---------- INFORMATION GIVEN ----------

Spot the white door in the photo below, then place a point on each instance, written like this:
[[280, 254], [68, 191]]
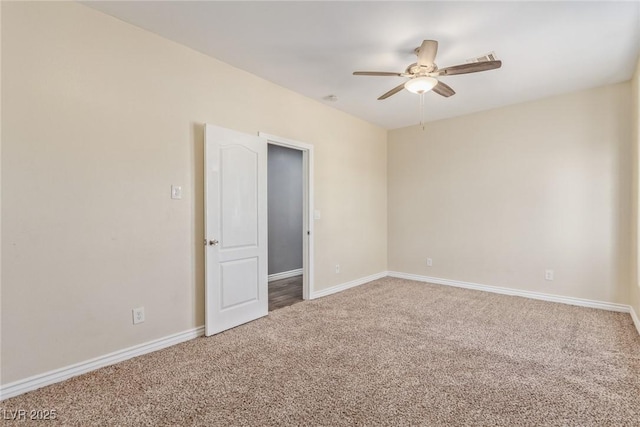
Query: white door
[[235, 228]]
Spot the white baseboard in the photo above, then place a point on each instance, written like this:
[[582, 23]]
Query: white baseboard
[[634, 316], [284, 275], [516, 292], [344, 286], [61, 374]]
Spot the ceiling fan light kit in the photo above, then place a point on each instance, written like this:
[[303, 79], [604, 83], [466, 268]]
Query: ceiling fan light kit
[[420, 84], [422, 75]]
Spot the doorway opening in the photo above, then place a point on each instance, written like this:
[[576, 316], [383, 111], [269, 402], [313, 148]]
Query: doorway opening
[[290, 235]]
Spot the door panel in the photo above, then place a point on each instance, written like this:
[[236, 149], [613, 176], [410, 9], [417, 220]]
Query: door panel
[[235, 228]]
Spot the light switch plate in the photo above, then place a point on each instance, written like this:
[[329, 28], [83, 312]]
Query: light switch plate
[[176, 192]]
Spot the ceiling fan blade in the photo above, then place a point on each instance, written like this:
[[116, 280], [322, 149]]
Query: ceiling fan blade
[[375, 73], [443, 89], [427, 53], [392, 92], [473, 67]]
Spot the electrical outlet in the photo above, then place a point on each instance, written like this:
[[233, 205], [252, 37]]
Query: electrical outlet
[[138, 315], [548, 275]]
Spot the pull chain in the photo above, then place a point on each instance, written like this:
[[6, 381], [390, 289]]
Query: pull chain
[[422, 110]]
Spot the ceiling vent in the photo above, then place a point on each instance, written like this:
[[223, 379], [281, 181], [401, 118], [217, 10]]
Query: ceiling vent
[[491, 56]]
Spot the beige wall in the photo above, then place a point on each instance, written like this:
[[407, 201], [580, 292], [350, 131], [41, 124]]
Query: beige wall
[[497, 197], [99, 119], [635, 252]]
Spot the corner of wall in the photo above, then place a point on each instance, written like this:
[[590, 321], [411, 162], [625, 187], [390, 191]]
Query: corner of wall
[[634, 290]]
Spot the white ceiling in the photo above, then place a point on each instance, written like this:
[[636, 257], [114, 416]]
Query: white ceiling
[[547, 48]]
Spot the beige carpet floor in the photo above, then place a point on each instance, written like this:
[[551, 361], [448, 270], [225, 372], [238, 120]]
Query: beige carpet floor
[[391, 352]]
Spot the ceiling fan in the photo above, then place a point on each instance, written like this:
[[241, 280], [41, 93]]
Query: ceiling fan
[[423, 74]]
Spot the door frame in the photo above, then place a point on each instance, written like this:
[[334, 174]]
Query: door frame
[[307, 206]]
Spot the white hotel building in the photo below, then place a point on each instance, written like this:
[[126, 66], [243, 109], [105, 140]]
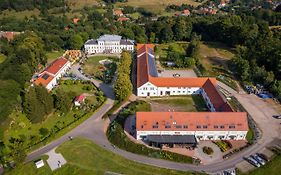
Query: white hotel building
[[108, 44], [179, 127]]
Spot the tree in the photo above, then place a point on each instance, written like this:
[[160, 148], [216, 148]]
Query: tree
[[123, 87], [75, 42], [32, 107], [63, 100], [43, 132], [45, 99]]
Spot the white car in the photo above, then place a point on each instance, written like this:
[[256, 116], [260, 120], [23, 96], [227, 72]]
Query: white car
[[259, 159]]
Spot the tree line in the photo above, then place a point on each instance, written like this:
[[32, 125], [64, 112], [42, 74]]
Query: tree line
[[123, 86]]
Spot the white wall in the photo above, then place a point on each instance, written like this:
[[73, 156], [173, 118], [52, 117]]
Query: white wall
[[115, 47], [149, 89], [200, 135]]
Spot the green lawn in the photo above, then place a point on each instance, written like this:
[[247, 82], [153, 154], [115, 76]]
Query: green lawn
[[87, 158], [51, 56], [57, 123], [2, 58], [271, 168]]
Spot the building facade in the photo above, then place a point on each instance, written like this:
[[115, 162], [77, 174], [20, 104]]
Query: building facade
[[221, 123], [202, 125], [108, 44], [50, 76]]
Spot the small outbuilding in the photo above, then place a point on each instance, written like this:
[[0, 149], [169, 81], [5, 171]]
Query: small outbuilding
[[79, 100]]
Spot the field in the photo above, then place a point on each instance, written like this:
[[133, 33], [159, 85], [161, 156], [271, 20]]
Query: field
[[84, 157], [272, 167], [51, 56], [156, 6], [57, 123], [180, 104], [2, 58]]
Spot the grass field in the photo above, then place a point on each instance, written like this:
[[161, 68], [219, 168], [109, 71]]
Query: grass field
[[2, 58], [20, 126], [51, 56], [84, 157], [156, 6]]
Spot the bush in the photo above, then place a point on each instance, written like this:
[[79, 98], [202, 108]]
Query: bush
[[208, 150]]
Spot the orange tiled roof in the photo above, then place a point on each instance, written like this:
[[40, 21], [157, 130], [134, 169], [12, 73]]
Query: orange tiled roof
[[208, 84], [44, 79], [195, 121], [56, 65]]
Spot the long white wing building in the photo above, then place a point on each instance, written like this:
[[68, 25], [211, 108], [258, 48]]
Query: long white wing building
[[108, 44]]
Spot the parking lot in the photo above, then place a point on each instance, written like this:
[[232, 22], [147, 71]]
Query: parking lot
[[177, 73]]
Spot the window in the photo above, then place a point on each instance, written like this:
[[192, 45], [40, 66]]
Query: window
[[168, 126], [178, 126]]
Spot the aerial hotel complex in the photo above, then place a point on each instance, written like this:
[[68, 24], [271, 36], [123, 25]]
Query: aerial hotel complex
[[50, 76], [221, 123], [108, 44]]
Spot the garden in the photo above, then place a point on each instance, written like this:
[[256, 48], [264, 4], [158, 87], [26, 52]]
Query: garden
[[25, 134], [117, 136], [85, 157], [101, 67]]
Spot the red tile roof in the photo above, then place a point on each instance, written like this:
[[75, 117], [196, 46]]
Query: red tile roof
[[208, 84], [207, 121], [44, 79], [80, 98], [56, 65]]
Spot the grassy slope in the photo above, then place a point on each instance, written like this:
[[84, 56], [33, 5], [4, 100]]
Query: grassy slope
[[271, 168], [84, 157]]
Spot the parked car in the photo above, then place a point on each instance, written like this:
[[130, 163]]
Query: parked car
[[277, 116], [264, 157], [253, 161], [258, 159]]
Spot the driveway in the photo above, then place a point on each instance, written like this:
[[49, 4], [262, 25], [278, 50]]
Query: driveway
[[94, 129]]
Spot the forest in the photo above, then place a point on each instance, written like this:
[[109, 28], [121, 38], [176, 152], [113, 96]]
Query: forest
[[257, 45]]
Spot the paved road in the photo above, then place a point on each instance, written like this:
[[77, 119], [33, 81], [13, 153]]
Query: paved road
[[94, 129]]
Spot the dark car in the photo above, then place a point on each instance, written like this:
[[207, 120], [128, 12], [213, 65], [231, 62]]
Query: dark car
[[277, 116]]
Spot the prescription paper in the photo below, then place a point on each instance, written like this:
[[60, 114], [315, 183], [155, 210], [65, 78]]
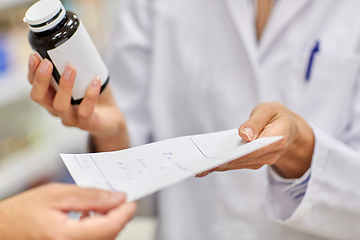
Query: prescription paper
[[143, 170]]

----------
---------- INFORMATION GIVEN ----------

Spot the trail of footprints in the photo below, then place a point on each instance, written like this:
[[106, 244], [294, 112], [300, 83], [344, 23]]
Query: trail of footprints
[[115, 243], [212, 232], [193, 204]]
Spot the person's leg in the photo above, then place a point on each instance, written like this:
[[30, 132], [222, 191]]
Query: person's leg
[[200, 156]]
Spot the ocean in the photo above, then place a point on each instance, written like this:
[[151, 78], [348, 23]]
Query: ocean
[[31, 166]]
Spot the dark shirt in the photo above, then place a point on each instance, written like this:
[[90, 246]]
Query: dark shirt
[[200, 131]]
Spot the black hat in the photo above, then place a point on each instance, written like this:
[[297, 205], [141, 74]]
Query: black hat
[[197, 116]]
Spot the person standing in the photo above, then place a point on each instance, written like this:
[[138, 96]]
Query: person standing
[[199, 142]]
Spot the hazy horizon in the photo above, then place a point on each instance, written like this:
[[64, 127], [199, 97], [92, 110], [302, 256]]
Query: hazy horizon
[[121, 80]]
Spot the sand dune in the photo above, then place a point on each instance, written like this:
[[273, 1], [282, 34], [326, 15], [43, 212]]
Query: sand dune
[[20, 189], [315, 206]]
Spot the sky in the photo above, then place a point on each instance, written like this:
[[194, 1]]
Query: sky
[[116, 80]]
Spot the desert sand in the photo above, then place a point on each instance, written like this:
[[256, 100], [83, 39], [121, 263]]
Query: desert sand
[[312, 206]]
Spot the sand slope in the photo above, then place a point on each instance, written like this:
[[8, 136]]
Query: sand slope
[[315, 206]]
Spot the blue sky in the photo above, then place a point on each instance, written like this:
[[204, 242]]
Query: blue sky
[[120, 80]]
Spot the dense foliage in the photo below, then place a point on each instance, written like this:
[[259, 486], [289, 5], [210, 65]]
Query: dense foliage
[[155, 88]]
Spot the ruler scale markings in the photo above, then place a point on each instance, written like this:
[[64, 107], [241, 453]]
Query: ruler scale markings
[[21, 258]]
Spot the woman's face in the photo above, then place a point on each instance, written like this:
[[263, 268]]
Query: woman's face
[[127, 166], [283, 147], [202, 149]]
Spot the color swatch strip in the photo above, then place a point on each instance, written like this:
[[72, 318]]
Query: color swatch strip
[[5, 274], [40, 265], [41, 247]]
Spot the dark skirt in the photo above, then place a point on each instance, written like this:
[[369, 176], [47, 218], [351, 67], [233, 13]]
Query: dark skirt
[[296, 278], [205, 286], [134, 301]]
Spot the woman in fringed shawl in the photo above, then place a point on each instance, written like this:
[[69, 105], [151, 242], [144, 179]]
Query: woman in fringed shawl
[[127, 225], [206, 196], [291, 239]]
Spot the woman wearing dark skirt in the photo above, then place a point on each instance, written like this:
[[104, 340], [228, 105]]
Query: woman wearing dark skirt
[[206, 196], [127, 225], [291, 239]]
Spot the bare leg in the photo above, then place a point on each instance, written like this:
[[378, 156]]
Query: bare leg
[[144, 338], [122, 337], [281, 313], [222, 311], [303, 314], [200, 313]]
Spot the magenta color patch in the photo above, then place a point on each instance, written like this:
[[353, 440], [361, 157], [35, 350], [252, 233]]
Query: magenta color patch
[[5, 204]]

----------

◆ WRITTEN EXERCISE ◆
Format the records starting at the line that contains "Spot the paved" and ending at the line that contains "[[143, 170]]" as a JSON list of strings, one string per line, with blank lines omitted. Leave the pictures out of the answer.

◆ SOLUTION ◆
[
  "Spot the paved road in the photo above, then place a point on each instance, written like this:",
  "[[77, 119], [33, 81], [13, 153]]",
  "Query: paved road",
  "[[94, 129]]",
  "Spot the dark car in the photo above, then place a point on each instance, written like this:",
  "[[207, 120], [128, 12], [213, 65], [231, 62]]",
  "Query: dark car",
  "[[277, 116]]",
  "Spot the prescription paper in the photo below, then place a point on each instance, written like this:",
  "[[60, 114], [315, 183], [155, 210], [65, 78]]",
  "Query: prescription paper",
  "[[143, 170]]"
]